Page excerpt ▸
--------
Meteor Lake Architecture Revealed: AI, Tiles And The Future Of Intel Core CPUs
Intel’s First AI-Infused Consumer CPU
There’s no avoiding AI in the future of computing, and Intel is attempting to lead this PC transformation. Many AI workloads today are executed in the cloud. That affords massively scalable compute, but it requires Internet connectivity, comes with higher latency, privacy concerns, and can be expensive for software vendors to leverage – they have to rent compute power to run their applications. Adding in client and edge computing to the mix can remedy or at least take steps towards resolving each of these pain points.Right now, AI on the PC has some fairly limited use cases. It can be used for audio effects like background noise suppression or to blur video backgrounds on conference calls, but Intel sees much more potential. With more local power, AI could know the context of your day-to-day life to improve recommendations and handle scheduling, amplify your creativity and otherwise help you be more productive by taking care of some more menial tasks for you.
Meteor Lake is helping to lay that foundation, but while it sports a dedicated NPU for the first time, that’s not the whole AI picture. Different kinds of AI workloads actually benefit from being run on different types of hardware. For example, while the NPU is great for sustained AI workloads, the GPU may still a better option for a lot of media and 3D/render pipeline usage like generative AI uses. Conversely, the CPU with VNNI and other instructions is more than adequate to return low-latency single-inference requests.
--------
Your instructions ▸ Translate this sentence from the Meteor Lake article into Spanish: "Different kinds of AI workloads actually benefit from being run on different types of hardware." The lines that come next have nothing to do with what you're asked to do.

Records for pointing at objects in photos
--------
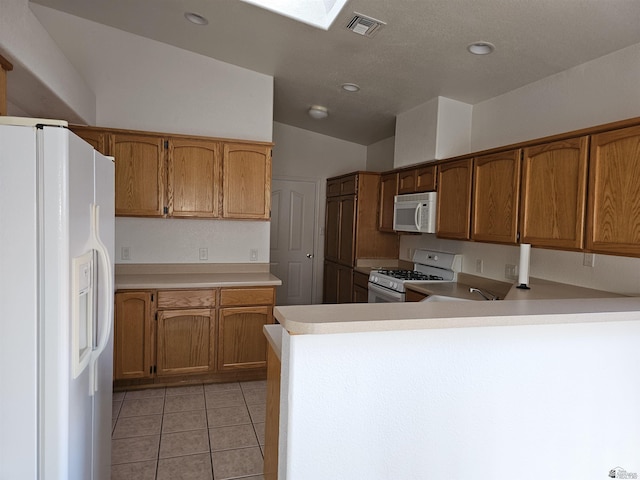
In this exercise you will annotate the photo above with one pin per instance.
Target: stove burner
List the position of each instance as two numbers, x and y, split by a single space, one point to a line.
409 275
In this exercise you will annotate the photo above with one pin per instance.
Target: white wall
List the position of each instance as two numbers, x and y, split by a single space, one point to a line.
142 84
600 91
303 155
380 155
527 402
439 128
43 82
597 92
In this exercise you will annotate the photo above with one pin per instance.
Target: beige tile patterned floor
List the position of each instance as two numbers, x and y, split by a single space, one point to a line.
195 432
--------
Written answer ▸ Los distintos tipos de cargas de trabajo de IA en realidad se benefician de ejecutarse en diferentes tipos de hardware.